* Provided material
>> Start

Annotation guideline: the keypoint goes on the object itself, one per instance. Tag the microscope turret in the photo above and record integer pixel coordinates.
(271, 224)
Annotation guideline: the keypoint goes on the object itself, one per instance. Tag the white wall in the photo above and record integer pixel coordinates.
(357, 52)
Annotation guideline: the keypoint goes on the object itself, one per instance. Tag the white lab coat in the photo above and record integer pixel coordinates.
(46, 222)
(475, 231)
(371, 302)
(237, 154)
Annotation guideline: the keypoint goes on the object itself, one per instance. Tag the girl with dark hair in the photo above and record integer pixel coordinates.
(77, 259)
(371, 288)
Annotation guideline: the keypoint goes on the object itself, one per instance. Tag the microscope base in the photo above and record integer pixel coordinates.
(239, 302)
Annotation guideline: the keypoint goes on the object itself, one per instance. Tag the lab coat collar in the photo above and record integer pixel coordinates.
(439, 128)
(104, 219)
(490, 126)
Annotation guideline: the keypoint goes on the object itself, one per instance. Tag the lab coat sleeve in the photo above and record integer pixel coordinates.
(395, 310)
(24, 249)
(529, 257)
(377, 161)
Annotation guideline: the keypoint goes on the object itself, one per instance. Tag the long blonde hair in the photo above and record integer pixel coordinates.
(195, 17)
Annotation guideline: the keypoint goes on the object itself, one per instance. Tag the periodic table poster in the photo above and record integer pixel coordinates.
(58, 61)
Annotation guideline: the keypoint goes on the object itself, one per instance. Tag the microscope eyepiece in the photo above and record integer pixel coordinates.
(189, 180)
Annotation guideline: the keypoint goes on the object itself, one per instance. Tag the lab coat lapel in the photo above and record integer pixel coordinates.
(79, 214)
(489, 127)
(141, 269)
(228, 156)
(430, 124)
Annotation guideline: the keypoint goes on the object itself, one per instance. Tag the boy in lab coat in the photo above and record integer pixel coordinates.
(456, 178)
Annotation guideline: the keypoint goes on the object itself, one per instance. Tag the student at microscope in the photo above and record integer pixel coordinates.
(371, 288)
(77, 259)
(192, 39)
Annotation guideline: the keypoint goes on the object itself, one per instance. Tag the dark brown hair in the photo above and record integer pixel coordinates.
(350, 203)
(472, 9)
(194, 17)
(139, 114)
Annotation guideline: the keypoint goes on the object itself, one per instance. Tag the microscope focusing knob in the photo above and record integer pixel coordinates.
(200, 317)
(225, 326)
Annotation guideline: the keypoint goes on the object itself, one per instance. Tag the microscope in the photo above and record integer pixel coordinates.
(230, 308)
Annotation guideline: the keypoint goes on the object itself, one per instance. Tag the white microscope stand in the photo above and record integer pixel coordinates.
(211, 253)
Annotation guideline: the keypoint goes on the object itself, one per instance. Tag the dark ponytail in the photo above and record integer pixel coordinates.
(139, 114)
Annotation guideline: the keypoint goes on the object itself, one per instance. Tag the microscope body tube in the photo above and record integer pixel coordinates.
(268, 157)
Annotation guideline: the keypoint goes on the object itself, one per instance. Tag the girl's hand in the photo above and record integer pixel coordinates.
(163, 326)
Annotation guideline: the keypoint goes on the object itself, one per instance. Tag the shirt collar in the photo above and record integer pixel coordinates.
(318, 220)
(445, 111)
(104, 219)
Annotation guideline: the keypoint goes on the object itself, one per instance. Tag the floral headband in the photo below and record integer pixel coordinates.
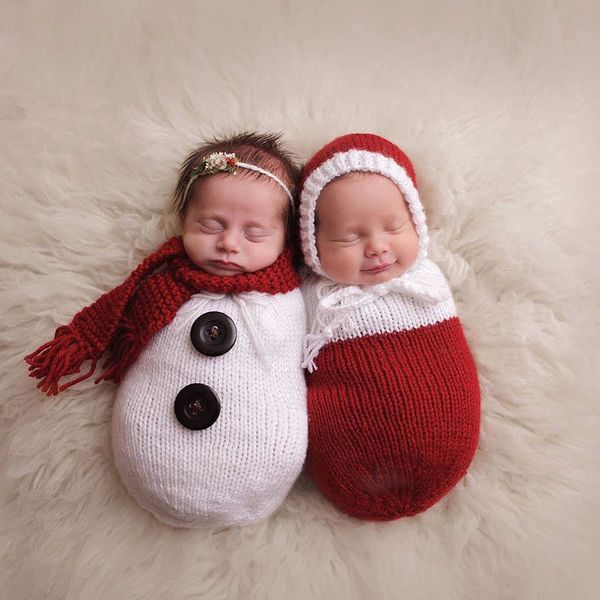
(222, 162)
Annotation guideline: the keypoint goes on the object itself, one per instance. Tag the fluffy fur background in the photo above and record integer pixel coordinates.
(496, 103)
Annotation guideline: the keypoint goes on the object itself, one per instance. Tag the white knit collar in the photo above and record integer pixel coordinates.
(336, 302)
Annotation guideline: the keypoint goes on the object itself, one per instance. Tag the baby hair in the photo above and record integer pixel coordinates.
(264, 150)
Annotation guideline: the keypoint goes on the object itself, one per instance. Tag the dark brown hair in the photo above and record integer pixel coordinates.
(264, 150)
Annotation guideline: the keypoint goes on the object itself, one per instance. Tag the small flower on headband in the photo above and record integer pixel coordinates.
(216, 162)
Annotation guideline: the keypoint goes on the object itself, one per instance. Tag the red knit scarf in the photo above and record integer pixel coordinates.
(123, 320)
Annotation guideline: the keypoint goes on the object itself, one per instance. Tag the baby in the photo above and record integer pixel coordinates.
(393, 393)
(205, 339)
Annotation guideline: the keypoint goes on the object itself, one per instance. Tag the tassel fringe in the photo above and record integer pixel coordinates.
(58, 358)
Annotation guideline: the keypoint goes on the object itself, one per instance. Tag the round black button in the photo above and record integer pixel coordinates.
(197, 406)
(213, 333)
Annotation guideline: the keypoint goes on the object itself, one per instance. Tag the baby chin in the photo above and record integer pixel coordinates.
(380, 274)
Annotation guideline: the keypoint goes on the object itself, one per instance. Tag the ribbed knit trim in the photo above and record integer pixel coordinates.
(343, 163)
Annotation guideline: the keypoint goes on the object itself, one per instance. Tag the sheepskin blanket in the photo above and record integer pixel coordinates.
(497, 105)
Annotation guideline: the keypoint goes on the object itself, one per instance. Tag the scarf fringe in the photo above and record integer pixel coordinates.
(123, 354)
(59, 358)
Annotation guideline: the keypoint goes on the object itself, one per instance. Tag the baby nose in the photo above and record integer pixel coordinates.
(376, 246)
(229, 241)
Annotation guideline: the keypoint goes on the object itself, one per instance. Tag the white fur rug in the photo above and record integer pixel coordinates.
(496, 103)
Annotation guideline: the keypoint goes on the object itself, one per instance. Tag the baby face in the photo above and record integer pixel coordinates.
(234, 224)
(365, 233)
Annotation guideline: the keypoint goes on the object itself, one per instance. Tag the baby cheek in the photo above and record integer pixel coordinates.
(339, 259)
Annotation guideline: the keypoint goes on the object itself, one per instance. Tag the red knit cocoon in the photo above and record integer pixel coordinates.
(393, 419)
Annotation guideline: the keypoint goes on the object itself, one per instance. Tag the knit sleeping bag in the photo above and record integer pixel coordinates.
(393, 398)
(393, 394)
(209, 424)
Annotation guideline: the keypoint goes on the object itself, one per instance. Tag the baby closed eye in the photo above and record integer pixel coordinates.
(257, 234)
(347, 240)
(210, 226)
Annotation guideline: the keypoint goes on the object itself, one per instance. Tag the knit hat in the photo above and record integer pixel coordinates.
(364, 152)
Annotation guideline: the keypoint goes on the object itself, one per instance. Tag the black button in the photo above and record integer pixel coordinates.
(197, 406)
(213, 333)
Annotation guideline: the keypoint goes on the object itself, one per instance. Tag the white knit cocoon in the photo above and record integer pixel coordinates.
(241, 468)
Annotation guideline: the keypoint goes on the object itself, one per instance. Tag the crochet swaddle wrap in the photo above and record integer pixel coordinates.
(393, 394)
(241, 467)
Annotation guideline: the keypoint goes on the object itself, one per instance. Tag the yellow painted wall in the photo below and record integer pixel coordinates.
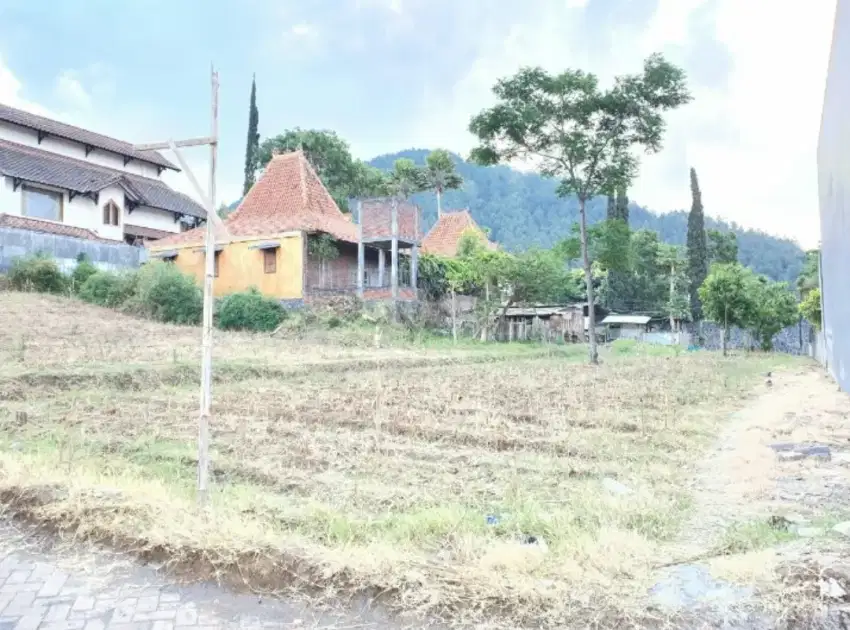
(240, 267)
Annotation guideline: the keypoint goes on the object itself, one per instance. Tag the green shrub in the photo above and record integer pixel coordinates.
(109, 289)
(82, 272)
(249, 310)
(37, 273)
(166, 294)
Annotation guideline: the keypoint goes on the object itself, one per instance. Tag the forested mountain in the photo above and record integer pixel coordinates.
(522, 210)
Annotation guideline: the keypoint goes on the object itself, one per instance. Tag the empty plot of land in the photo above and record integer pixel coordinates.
(528, 490)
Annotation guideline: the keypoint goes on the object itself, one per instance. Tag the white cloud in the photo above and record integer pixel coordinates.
(757, 72)
(76, 94)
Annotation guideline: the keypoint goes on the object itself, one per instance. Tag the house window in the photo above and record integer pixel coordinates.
(111, 213)
(42, 204)
(270, 260)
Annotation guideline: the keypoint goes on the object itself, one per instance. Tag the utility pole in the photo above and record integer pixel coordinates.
(213, 221)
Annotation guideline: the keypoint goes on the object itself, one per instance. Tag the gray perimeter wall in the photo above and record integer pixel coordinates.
(65, 250)
(834, 192)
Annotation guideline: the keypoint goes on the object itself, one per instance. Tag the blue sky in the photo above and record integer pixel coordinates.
(394, 74)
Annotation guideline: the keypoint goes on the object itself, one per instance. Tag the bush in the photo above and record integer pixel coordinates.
(37, 273)
(249, 310)
(82, 272)
(108, 289)
(166, 294)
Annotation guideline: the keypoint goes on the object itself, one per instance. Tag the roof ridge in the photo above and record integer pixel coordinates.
(67, 158)
(97, 134)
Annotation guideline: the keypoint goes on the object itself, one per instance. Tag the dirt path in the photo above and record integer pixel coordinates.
(43, 587)
(776, 505)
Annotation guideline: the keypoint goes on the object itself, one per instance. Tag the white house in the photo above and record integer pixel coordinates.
(60, 179)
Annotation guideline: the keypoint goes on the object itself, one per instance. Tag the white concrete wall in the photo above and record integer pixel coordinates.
(10, 201)
(69, 148)
(152, 218)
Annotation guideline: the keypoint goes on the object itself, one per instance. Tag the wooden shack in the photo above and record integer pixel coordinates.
(552, 323)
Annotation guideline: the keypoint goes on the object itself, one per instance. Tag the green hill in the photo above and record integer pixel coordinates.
(522, 210)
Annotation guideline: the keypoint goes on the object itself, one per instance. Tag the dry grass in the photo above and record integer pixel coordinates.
(355, 470)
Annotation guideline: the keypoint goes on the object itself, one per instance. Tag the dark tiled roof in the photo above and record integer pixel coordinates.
(83, 136)
(288, 197)
(42, 167)
(49, 227)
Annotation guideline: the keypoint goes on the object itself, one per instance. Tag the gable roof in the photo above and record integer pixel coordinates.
(49, 227)
(288, 196)
(444, 237)
(83, 136)
(43, 167)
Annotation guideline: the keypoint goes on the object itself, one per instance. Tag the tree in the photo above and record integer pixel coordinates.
(724, 297)
(440, 175)
(810, 308)
(252, 146)
(674, 260)
(405, 179)
(772, 308)
(344, 177)
(722, 247)
(697, 247)
(579, 133)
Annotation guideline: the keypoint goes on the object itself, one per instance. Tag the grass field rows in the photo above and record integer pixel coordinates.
(416, 471)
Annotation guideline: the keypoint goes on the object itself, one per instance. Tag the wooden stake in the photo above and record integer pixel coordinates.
(206, 341)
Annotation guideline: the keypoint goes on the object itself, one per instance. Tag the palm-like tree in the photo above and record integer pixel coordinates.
(439, 175)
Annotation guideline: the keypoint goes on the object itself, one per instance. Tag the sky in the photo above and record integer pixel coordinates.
(389, 75)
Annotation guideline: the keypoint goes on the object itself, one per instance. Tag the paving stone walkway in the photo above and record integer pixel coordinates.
(43, 587)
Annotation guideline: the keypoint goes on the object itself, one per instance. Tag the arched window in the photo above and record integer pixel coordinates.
(111, 213)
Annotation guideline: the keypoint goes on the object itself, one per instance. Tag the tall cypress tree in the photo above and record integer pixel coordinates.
(697, 247)
(621, 210)
(252, 147)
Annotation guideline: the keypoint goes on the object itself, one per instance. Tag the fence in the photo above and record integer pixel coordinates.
(66, 250)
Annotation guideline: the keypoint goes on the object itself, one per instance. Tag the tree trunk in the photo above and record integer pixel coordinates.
(588, 279)
(454, 316)
(672, 293)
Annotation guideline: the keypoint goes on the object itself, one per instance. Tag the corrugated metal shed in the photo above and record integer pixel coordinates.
(639, 320)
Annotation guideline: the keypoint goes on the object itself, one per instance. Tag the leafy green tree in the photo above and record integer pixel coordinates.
(810, 308)
(406, 179)
(345, 177)
(252, 146)
(772, 308)
(722, 247)
(579, 133)
(697, 247)
(674, 260)
(809, 278)
(440, 175)
(724, 297)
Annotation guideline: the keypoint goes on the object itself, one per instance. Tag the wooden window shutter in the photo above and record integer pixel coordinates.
(270, 260)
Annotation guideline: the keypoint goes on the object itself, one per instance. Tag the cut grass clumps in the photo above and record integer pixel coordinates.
(109, 289)
(249, 310)
(38, 273)
(166, 294)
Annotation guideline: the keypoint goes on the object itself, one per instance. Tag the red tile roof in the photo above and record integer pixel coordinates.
(444, 237)
(289, 196)
(49, 227)
(377, 219)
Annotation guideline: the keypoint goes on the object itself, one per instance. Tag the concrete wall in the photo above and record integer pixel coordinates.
(834, 192)
(240, 267)
(69, 148)
(65, 250)
(83, 212)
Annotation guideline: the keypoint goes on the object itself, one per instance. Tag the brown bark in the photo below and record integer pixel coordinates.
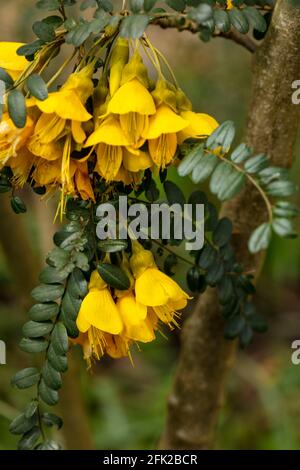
(205, 356)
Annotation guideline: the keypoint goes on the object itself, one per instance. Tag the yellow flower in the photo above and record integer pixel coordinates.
(63, 113)
(98, 309)
(162, 135)
(134, 316)
(13, 63)
(12, 139)
(134, 103)
(154, 288)
(200, 126)
(110, 140)
(82, 181)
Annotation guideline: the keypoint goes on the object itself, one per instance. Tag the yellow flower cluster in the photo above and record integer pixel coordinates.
(111, 322)
(132, 123)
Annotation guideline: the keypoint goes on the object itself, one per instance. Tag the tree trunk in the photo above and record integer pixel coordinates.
(206, 357)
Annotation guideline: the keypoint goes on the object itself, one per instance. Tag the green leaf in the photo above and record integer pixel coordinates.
(18, 205)
(112, 246)
(136, 5)
(49, 445)
(29, 439)
(33, 345)
(54, 20)
(204, 168)
(260, 238)
(52, 377)
(134, 26)
(222, 20)
(49, 5)
(256, 163)
(219, 176)
(281, 188)
(174, 193)
(30, 49)
(50, 419)
(47, 292)
(43, 312)
(234, 326)
(240, 153)
(31, 409)
(37, 87)
(60, 363)
(215, 273)
(59, 339)
(208, 257)
(17, 108)
(33, 329)
(255, 18)
(195, 279)
(286, 209)
(6, 78)
(51, 275)
(43, 31)
(222, 136)
(49, 396)
(222, 232)
(21, 424)
(70, 324)
(114, 276)
(239, 20)
(178, 5)
(71, 305)
(284, 228)
(26, 378)
(189, 162)
(200, 14)
(149, 4)
(77, 284)
(169, 263)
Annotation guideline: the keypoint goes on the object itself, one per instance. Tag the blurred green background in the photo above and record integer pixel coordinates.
(126, 405)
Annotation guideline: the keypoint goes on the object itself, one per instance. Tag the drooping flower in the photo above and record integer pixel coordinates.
(59, 129)
(98, 316)
(155, 289)
(133, 101)
(13, 63)
(12, 139)
(162, 135)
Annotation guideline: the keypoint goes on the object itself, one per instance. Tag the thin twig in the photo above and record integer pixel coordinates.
(181, 23)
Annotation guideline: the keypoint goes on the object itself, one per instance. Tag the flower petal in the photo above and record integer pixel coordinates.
(165, 121)
(132, 97)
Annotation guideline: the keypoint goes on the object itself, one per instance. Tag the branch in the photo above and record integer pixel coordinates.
(206, 357)
(181, 23)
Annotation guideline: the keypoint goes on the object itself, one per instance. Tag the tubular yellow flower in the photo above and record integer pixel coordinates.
(12, 138)
(13, 63)
(154, 288)
(200, 126)
(134, 103)
(162, 135)
(119, 59)
(110, 140)
(98, 309)
(63, 115)
(134, 316)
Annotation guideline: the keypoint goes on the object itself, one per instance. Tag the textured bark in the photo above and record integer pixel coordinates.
(205, 356)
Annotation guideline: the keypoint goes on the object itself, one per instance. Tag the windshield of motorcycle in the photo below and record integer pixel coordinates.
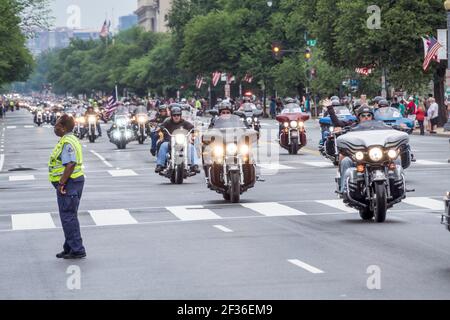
(388, 112)
(291, 108)
(372, 125)
(229, 121)
(342, 111)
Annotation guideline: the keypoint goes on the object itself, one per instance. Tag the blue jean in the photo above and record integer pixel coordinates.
(164, 149)
(68, 211)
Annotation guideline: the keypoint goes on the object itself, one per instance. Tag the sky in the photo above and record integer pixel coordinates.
(92, 12)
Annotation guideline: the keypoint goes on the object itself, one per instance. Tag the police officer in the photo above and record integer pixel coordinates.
(67, 176)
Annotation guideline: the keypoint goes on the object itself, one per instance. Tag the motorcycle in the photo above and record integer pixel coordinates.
(445, 220)
(292, 128)
(251, 115)
(92, 128)
(121, 133)
(377, 183)
(229, 162)
(177, 169)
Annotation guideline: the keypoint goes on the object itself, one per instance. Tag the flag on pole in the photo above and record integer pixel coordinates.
(199, 82)
(431, 48)
(248, 78)
(216, 77)
(105, 30)
(112, 104)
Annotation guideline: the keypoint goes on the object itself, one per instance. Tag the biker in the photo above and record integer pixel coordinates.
(91, 112)
(159, 119)
(175, 122)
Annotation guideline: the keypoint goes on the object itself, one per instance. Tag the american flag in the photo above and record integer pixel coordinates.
(105, 29)
(112, 104)
(433, 47)
(248, 78)
(199, 82)
(216, 77)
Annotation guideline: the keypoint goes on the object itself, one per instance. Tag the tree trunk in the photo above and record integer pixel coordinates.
(439, 92)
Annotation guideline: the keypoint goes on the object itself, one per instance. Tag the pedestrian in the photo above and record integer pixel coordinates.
(67, 176)
(433, 114)
(420, 117)
(273, 107)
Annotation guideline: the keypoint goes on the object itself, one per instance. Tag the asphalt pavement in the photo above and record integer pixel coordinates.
(290, 238)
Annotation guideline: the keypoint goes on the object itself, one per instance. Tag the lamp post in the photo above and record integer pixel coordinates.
(447, 77)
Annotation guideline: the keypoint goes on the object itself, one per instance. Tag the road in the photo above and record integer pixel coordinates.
(290, 238)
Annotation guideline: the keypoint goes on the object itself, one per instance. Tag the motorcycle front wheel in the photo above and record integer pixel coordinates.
(380, 202)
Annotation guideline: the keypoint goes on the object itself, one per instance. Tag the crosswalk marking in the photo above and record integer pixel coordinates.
(21, 178)
(426, 203)
(274, 166)
(272, 209)
(338, 204)
(305, 266)
(193, 213)
(429, 163)
(32, 221)
(122, 173)
(318, 164)
(112, 217)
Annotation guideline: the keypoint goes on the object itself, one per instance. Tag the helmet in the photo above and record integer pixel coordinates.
(383, 103)
(289, 100)
(175, 111)
(364, 109)
(225, 105)
(335, 103)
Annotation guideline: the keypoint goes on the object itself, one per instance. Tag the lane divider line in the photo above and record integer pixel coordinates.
(305, 266)
(102, 159)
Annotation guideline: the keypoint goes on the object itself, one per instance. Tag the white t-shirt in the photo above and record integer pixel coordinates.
(433, 111)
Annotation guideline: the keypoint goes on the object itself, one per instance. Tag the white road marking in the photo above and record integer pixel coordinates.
(222, 228)
(21, 178)
(338, 204)
(274, 166)
(318, 164)
(429, 163)
(112, 217)
(272, 209)
(424, 202)
(122, 173)
(193, 213)
(32, 221)
(305, 266)
(102, 159)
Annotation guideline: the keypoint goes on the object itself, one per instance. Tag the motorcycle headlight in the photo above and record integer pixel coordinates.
(376, 154)
(232, 149)
(359, 156)
(180, 139)
(392, 154)
(244, 149)
(218, 151)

>> End

* What you will do
Reproduce, exactly and with nothing added, the lines from the one that includes "Tag the lamp" through the last line of the material.

* Written solution
Annotation guideline: the keypoint goes on the object itself, one per instance. Tag the lamp post in the photo above and record integer pixel coordinates.
(447, 77)
Annotation guideline: the keypoint goes on the object itself, one per instance. Tag the road in the photo above and record integer pixel coordinates.
(290, 238)
Annotation guideline: the keypoint goes on the object itself, one per instance. Tag the motorcycle front wheel in the photo above and record integer pixel coordinates.
(380, 202)
Annotation guideline: the keypoint goes on the object itself, one per instance. Tag the crosswalk marking in the photo above and record integer pixel coordinates.
(21, 178)
(426, 203)
(274, 166)
(272, 209)
(338, 204)
(305, 266)
(193, 213)
(429, 163)
(32, 221)
(122, 173)
(318, 164)
(112, 217)
Annotation guideline: the keypoint goes on the object itself, one per instance. Tag the helmet in the photo above and record integer pixel coordinates.
(383, 103)
(289, 100)
(175, 111)
(364, 109)
(225, 105)
(335, 103)
Annotation guideline: the keypoint goes on the object itself, one per instance. Tag the lane divider line in the photo above and record integer pixel coordinates.
(305, 266)
(102, 159)
Annotation guideline: the keypoint goes on the object itself, one per instance. Tag the white t-shirt in the photo above and record integer pixel coordinates.
(433, 111)
Annotation guideline: the keypoint goes on the object itself, one per instance. Tag the white road marking in the photo above and record integer pixel coordinates.
(222, 228)
(21, 178)
(338, 204)
(274, 166)
(318, 164)
(429, 163)
(112, 217)
(272, 209)
(424, 202)
(122, 173)
(193, 213)
(32, 221)
(305, 266)
(102, 159)
Annotation guideline: the keypoint goes on the object itself, one per instance. Tag the motorcycle headlight in the photo above and record integer pixel coordinates.
(376, 154)
(232, 149)
(359, 156)
(180, 139)
(392, 154)
(244, 149)
(218, 151)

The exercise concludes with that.